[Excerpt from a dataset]
■ ■ ■ ■ ■

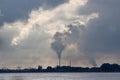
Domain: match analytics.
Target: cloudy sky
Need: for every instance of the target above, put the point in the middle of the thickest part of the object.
(86, 31)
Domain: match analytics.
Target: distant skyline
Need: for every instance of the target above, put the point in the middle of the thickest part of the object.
(85, 32)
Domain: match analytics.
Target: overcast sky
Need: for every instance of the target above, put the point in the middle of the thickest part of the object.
(89, 29)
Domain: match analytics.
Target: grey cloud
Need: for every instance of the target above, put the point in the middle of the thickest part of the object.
(103, 35)
(20, 9)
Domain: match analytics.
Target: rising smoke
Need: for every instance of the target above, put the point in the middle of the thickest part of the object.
(57, 45)
(68, 37)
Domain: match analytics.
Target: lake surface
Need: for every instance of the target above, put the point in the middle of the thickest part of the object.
(60, 76)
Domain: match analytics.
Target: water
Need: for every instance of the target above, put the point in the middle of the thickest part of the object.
(60, 76)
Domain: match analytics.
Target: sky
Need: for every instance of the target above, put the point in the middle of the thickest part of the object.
(36, 32)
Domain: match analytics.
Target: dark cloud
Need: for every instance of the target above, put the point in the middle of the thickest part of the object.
(103, 34)
(19, 9)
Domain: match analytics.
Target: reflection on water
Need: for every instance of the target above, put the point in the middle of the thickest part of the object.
(17, 78)
(61, 76)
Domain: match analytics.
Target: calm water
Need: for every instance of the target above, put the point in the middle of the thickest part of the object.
(61, 76)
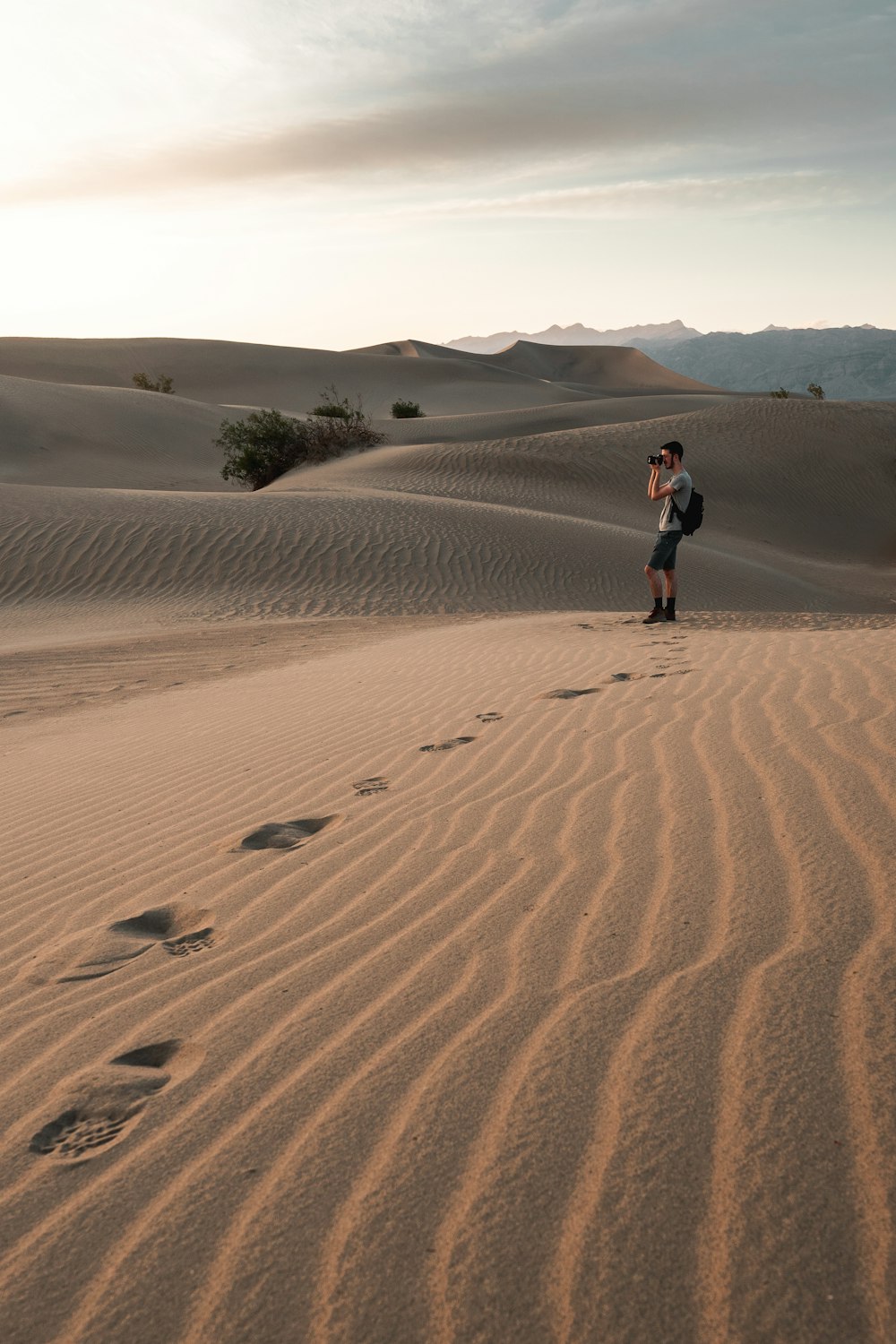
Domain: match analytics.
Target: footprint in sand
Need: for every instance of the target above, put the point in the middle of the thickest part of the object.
(447, 745)
(101, 1109)
(287, 835)
(89, 956)
(568, 694)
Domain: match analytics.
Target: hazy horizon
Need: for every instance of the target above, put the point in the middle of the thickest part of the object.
(325, 175)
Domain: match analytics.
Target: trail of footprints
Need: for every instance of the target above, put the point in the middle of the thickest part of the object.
(102, 1107)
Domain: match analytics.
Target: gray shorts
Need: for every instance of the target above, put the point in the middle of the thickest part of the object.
(664, 550)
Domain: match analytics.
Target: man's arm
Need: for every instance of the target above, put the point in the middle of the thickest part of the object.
(656, 491)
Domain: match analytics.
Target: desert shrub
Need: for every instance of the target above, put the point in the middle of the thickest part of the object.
(336, 406)
(406, 410)
(261, 448)
(339, 425)
(161, 384)
(266, 444)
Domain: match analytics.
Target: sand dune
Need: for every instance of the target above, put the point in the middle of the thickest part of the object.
(289, 379)
(606, 370)
(109, 437)
(616, 370)
(402, 943)
(476, 1062)
(546, 521)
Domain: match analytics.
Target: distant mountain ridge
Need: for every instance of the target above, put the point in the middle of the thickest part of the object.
(850, 363)
(575, 335)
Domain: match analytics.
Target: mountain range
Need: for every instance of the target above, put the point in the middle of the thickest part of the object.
(850, 363)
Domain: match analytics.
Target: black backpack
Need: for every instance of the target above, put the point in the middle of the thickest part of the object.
(692, 516)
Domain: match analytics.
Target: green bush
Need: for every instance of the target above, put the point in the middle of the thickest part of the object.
(339, 408)
(406, 410)
(161, 384)
(266, 444)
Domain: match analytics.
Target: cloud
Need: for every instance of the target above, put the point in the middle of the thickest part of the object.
(750, 194)
(429, 94)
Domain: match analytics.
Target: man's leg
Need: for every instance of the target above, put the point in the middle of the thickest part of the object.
(656, 588)
(656, 582)
(672, 591)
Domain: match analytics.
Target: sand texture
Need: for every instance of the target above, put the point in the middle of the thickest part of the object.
(479, 1043)
(402, 941)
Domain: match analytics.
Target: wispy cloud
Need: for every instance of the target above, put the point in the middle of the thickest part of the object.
(411, 91)
(638, 199)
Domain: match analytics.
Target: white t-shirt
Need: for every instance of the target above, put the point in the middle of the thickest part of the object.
(681, 487)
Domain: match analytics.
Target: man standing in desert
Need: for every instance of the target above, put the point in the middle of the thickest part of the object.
(664, 553)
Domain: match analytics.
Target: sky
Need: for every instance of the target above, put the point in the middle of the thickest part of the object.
(339, 172)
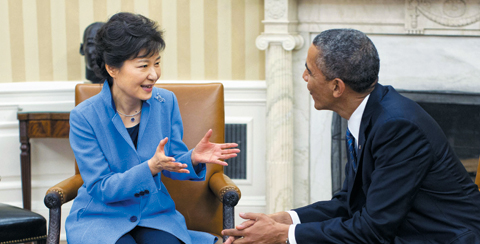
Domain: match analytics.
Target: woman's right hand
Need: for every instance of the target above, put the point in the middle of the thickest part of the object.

■ ■ ■ ■ ■

PROBLEM TO SOLVE.
Reproduce every entry word for word, but skip any pictures.

IN RESPONSE.
Domain: match analytics.
Target: cloudy sky
Need: for every instance of the target above, put the point in the middle of the thickest part of the object.
(86, 31)
Domain: match analytics.
Target: distant skyline
Need: for every instance of the target above, put the point in the middle of the thickest part of the object.
(85, 32)
Domain: match analytics.
Target: overcast sky
Need: for every instance of the target above, put the point in the middle of the thickest part of the object.
(89, 29)
Domain: match analytics.
Target: grey cloud
Need: for every instance of the target above, put the point in the middle of the thickest part of the object.
(103, 35)
(20, 9)
Domain: match analytics.
Target: rising smoke
Need: for every instance of the target above, put the point in the middle of the thickest part of the object.
(57, 45)
(68, 37)
Domain: match analytics.
Target: lake surface
Need: for every instance of the target above, put the point in the middle of the thickest part of the object.
(60, 76)
Domain: match analytics.
Target: water
Need: for every instance of the target above, put the point in the middle of the thickest part of the object.
(60, 76)
Domain: match analytics.
Target: sky
Need: for every instance of the target above, put the point in the middle of the thickest part of the object.
(36, 32)
Domain: match analytics.
Target: dark cloud
Need: for every instance of the target above, put the point in the middle of the thickest part of the object.
(103, 34)
(19, 9)
Domain: match analytics.
Target: reflection on water
Need: for every instance of the target above, put the point in the middle of the thickest part of the object.
(17, 78)
(61, 76)
Domain: match analytics.
Target: calm water
Need: for every instance of the target above, put the point in the middle of the thickest part of the object.
(61, 76)
Domain: match analytics.
Target: footprint in sand
Need: for every instance of the target above, put the point in the middle of the thickest part of the object.
(447, 745)
(101, 1109)
(287, 835)
(89, 956)
(568, 694)
Domain: match analytics.
Target: hazy horizon
Need: for every instance of the target above, put the point in the middle of the thickest part of the object.
(325, 175)
Domain: match analytics.
Target: trail of footprints
Need: for every instance of the target above, put the point in the middle of the thickest part of the object.
(102, 1107)
Domain: match analytics.
Target: gray shorts
Need: for every instance of the target above, put the point in the middle of the thickest part of the object.
(664, 550)
Domain: match analytics.
Target: man's arm
Need: for every instance of the target above, put the point in the middle of the thickest part of the object.
(656, 491)
Domain: match analytics.
Target: desert shrub
Need: for every instance of the target above, put the point in the middle of the thickest part of the object.
(336, 406)
(406, 410)
(261, 448)
(339, 425)
(161, 384)
(266, 444)
Domain: match analytics.
Target: sand dune
Need: for every instance of the target above, put the point in the middle of the thickest part of the object.
(289, 379)
(606, 370)
(109, 437)
(616, 370)
(402, 943)
(476, 1062)
(546, 521)
Domain: match analytics.
Target: distant mountain ridge
Need: for every instance of the target above, put the point in the middle of the thickest part of the object.
(850, 363)
(575, 335)
Domain: match analytics.
Target: mountain range
Need: for every instance of the target above, put the point in the middle of the thickest part of the object.
(850, 363)
Domain: match analytics.
Target: black backpack
Need: for every instance of the target above, put the point in the middle of the thickest part of the object.
(692, 516)
Domain: match analytics.
Target: green bush
Need: for every instance of the target above, put the point in the middle of the thickest part of the object.
(339, 408)
(406, 410)
(161, 384)
(266, 444)
Domain: match analytics.
Target: cloud
Need: for every instance of the target above, put the point in the middle of the thickest part of the object.
(750, 194)
(429, 94)
Domain: match analytics.
Target: man's leg
Need: for every instance of the target above, put the point in the middle of the thickest part of the object.
(656, 588)
(656, 582)
(672, 591)
Domain: match analytics.
Target: sand texture
Need: for every instance of the target above, put the point in the middle of the thickest part of the object.
(479, 1043)
(402, 941)
Domain: match analytics.
Target: wispy cloud
Need: for every instance of the target above, put the point in the middle of the thickest part of the object.
(411, 91)
(638, 199)
Domain: match analytics.
Target: white t-shirt
Need: for every instance of the target above, put the point in the middle of the thickest part of the object.
(681, 487)
Domain: match analytics.
Target: man standing in desert
Need: for every instance of the target above, put the point in the middle of the thickest part of the object.
(664, 553)
Domain: match analytics.
Target: sky
Need: for every instance of the target above, put the point in the middle of the thickest part of the object.
(339, 172)
Domain: match analytics.
Target: woman's right hand
Need: for every instance of the target above, put the point in the middle of the thickest part of the object.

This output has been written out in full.